Written request :: From the line that holds "Where can you find the white flower" to the last line of the data, copy everything exactly; leave out all the rest.

◆ ◆ ◆ ◆ ◆

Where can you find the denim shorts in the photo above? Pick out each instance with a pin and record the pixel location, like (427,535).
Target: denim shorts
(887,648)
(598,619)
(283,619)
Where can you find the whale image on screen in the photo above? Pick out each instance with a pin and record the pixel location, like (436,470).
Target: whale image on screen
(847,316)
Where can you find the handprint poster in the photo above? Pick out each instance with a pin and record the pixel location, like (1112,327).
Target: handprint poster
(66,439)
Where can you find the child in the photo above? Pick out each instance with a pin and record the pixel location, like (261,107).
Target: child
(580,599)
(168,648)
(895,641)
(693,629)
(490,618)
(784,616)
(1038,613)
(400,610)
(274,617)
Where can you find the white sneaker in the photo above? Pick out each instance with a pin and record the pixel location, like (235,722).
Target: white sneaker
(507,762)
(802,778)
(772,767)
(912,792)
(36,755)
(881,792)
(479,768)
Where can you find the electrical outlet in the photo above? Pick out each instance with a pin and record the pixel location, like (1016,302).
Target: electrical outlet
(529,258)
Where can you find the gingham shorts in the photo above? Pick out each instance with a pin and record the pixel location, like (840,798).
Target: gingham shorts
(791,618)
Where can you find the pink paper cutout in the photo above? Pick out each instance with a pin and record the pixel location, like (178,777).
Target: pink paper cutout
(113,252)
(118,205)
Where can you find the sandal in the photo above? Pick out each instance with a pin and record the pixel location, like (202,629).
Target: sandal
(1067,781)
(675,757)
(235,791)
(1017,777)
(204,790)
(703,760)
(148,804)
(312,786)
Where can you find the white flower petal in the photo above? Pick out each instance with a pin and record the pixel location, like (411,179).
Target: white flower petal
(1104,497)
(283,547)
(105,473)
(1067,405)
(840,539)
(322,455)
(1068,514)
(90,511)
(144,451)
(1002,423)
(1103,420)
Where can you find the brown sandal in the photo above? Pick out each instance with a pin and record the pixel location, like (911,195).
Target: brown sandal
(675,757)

◆ ◆ ◆ ◆ ◆

Written solution ::
Where can you find the white flower petal in the photo above? Pick out each instance with a pin and record the pixel location, like (411,179).
Target: white flower petal
(1104,497)
(283,547)
(105,473)
(1067,405)
(840,539)
(322,455)
(1068,514)
(90,511)
(144,451)
(1002,423)
(1103,420)
Where can you find the brown sandal in the photo above? Pick out each instance with a pin and record the pixel location, like (911,195).
Target: brown sandal
(675,757)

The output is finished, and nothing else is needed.